[Directions]
(a) List every spell that the Final Fantasy XII discussion refers to by its proper name.
(b) Reproduce the part of the Final Fantasy XII discussion from "The game was" to "art despite itself." word for word.

** start Quoted passage **

My old Switch was dying. The fan in it was making a god awful racket. So I hadn't turned it on the last few months because I planned on just transferring everything to a Switch 2 anyways. I may replace the fan for fun and practice and sell it now that I'm not concerned about losing data.
First order of business was finally finishing the playthrough of Final Fantasy XII that had about 3 hours left to it. I fucking love this game. Favorite Final Fantasy by a country mile, and the only one I still fire up from time to time. Personally I preferred the original's license board over Zodiac Age's job system, but it is what it is. I generally always prefer things the way I first experienced them.
The game was still as obviously flawed as it was when I first played it in 2006. The first half of the game is way stronger than the back half. The entire plot seems to revolve around chasing McGuffin after McGuffin to no consequence what so ever. Every time you finally get a McGuffin, some cutscenes halfway across the world with characters you never meet happen which move the plot along independent of anything you did. That said, I still love the real time combat and gambit system, the localization is top notch and the accents they gave all the groups really heighten the expert world building that went into Ivalice. Ultimately it's a game that is a work of art despite itself.
FFXII was such an incredible disappointment after X. Starts off really well, but after 10 hours you realize the only gambits you need are low health > heal and attack, and there is absolutely nothing of interest when it comes to building a character. The licence board was entirely pointless. All that was left was the story, which as you say became incomprehensible very quickly
This is straining my memory some, but I recall the gambit system in the original game being much more finely tuned than Zodiac Age. It only gave you the option of automating poisona for instance, after you'd spent a dungeon manually curing poison in combat. In Zodiac Age you can purchase all the gambits right from the jump, letting you automate everything immediately. I recall the original had this effect of, as soon as a task got tedious, the option was available to automate it. In Zodiac Age the game feels like it's playing itself more.
I did find I was constantly tweaking my gambits, most on account of status effects. Another difference I remember was that with the OG license board, I could give all my characters some low level spells, like Protect or Shell, so the whole party would work together to keep those protection spells up. In Zodiac Age, you tell your single white mage in the part to keep everyone protected, it's virtually all they do it takes so long to cast 3 times in a row, and then it's nearly worn off! Meanwhile they aren't healing or curing status effects.
I donno, I think some of the quality of life features in Zodiac Age actually made the game worse in ways that are counter intuitive.
Yeah, the original there were a handful of unlock events for most of the status and health level gambits. They could have used a bit more granularity and evenness (why is ally: lowest hp or foe: lowest hp a mid-game thing?), but it did help a bit. And the ones you could get from chests in the original also avoided the whole 'giant list of shit to buy' problem Zodiac Age had.
In exchange, Zodiac Age hide a lot of spells that were previously buyable by putting them in chests. Which, imo, feels a lot worse. Though at least it did fix the damage limit that made a lot of those higher-end spells useless.

** end Quoted passage **
** start Given data **

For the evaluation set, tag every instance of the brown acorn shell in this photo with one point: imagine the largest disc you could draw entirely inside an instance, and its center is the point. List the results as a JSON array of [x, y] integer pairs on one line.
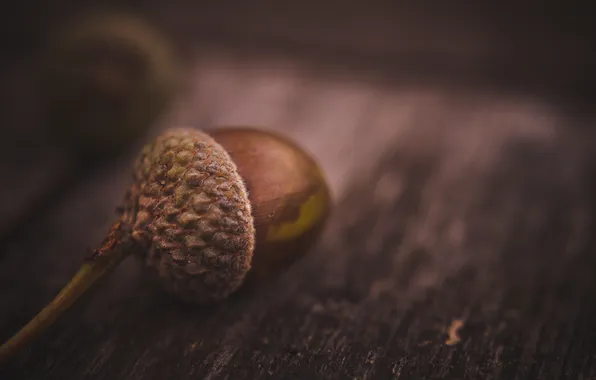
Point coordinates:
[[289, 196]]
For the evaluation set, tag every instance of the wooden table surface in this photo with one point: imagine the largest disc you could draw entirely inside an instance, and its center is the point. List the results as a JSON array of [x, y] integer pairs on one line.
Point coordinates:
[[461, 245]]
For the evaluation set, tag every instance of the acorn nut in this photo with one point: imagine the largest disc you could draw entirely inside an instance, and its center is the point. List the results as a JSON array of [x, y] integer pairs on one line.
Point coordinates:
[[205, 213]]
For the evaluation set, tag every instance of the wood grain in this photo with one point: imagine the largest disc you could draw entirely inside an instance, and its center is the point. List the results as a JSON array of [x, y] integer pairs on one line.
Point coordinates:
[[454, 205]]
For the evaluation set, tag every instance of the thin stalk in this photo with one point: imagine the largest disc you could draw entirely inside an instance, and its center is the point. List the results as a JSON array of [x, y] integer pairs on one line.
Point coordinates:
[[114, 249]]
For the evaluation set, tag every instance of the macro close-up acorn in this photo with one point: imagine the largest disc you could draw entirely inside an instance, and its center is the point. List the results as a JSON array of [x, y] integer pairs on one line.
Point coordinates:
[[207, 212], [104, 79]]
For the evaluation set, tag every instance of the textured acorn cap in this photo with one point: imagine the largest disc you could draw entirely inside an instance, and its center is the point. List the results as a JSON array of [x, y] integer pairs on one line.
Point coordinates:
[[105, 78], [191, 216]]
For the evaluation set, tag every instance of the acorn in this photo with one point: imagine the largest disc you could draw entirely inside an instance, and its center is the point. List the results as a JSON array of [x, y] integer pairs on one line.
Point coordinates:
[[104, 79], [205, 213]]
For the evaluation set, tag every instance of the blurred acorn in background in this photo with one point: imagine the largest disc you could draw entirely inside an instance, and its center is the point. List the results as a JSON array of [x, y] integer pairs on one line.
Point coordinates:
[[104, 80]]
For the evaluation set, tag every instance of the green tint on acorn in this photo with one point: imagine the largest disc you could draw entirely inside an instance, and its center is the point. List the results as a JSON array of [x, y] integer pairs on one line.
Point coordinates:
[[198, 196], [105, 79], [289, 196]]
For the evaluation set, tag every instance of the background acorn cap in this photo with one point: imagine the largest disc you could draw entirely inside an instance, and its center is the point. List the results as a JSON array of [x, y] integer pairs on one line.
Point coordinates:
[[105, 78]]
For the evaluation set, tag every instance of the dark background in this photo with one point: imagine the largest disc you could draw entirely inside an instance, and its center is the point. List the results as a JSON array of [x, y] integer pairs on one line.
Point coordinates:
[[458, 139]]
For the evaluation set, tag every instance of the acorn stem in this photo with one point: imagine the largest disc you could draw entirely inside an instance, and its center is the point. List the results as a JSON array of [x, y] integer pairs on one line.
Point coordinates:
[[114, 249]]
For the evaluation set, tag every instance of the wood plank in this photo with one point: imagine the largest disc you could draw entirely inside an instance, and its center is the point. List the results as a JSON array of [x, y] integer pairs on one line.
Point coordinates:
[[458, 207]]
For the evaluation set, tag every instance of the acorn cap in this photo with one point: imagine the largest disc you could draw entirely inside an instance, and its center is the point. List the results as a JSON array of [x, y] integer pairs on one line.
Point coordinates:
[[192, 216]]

** end Given data **
** start Given data **

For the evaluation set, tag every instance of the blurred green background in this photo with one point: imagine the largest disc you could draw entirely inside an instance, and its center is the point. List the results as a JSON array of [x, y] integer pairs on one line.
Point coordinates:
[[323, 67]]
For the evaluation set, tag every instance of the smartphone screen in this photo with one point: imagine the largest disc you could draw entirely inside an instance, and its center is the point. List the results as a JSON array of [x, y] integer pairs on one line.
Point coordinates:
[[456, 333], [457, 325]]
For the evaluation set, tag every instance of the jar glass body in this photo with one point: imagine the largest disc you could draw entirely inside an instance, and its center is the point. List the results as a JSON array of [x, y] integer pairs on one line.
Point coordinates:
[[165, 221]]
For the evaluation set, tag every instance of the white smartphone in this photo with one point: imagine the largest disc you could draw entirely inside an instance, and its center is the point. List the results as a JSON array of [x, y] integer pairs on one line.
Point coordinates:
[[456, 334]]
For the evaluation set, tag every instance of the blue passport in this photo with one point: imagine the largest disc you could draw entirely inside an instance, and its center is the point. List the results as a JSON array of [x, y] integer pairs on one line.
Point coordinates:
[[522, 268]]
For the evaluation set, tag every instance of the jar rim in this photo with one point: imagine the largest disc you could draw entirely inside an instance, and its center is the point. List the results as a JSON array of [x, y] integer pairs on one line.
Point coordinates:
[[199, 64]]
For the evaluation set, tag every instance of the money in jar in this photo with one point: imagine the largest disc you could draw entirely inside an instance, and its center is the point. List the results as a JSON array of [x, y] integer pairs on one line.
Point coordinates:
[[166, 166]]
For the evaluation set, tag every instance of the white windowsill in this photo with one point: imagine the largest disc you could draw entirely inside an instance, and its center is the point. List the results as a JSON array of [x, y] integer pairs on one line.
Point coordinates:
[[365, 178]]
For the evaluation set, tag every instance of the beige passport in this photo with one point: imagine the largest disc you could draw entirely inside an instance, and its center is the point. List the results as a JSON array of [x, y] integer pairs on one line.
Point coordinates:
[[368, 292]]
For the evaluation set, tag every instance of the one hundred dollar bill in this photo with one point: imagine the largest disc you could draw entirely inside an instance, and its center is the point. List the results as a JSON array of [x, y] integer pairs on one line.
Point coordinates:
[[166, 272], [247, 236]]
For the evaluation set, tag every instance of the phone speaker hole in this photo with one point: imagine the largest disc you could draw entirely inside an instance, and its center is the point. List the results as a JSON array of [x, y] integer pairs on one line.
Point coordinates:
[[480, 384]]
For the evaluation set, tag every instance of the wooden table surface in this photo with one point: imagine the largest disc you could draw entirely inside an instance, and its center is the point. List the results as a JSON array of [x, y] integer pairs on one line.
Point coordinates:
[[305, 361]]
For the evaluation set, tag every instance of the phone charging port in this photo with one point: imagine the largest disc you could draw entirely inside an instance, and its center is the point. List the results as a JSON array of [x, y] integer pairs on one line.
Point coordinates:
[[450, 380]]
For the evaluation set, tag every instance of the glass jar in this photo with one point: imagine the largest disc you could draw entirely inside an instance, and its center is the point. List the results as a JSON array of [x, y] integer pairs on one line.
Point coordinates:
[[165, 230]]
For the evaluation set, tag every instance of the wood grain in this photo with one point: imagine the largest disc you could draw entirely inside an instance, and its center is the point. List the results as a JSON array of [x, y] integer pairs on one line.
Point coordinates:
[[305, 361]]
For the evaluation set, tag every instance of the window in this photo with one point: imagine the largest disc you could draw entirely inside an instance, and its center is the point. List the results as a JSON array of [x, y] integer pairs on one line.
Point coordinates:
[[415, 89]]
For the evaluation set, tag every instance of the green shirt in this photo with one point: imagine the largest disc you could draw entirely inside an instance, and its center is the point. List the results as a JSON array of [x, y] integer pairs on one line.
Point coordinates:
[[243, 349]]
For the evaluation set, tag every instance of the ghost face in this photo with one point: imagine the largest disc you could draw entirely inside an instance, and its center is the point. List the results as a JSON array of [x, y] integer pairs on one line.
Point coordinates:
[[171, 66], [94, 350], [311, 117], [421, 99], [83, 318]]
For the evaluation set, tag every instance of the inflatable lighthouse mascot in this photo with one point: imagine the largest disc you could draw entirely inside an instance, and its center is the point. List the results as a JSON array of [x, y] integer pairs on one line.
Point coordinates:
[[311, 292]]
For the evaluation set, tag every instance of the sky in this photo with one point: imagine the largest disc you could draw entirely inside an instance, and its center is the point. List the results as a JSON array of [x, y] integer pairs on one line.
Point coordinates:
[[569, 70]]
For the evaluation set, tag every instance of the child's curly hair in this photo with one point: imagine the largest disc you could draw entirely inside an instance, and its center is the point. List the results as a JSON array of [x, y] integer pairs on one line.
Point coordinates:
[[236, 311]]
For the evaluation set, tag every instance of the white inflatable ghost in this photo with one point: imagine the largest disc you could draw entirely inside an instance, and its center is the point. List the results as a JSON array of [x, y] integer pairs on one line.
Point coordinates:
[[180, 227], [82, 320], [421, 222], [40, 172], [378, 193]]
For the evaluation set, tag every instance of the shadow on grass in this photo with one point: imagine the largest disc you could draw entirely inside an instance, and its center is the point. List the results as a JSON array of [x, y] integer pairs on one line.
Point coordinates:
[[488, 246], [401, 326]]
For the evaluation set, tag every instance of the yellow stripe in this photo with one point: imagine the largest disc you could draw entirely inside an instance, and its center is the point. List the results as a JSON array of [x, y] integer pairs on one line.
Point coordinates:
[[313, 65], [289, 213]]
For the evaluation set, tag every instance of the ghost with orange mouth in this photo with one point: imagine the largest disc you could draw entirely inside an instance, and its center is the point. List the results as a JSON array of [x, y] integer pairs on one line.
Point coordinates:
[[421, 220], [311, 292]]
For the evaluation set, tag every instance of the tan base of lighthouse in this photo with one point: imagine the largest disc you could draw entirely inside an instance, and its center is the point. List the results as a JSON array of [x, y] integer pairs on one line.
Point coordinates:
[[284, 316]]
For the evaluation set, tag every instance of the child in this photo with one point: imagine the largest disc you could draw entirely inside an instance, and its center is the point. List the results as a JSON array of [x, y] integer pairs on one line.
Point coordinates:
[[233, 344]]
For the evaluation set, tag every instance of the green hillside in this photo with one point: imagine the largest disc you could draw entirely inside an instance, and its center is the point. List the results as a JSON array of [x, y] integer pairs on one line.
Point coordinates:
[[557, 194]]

** end Given data **

[Answers provided]
(a)
- Poisona
- Protect
- Shell

(b)
The game was still as obviously flawed as it was when I first played it in 2006. The first half of the game is way stronger than the back half. The entire plot seems to revolve around chasing McGuffin after McGuffin to no consequence what so ever. Every time you finally get a McGuffin, some cutscenes halfway across the world with characters you never meet happen which move the plot along independent of anything you did. That said, I still love the real time combat and gambit system, the localization is top notch and the accents they gave all the groups really heighten the expert world building that went into Ivalice. Ultimately it's a game that is a work of art despite itself.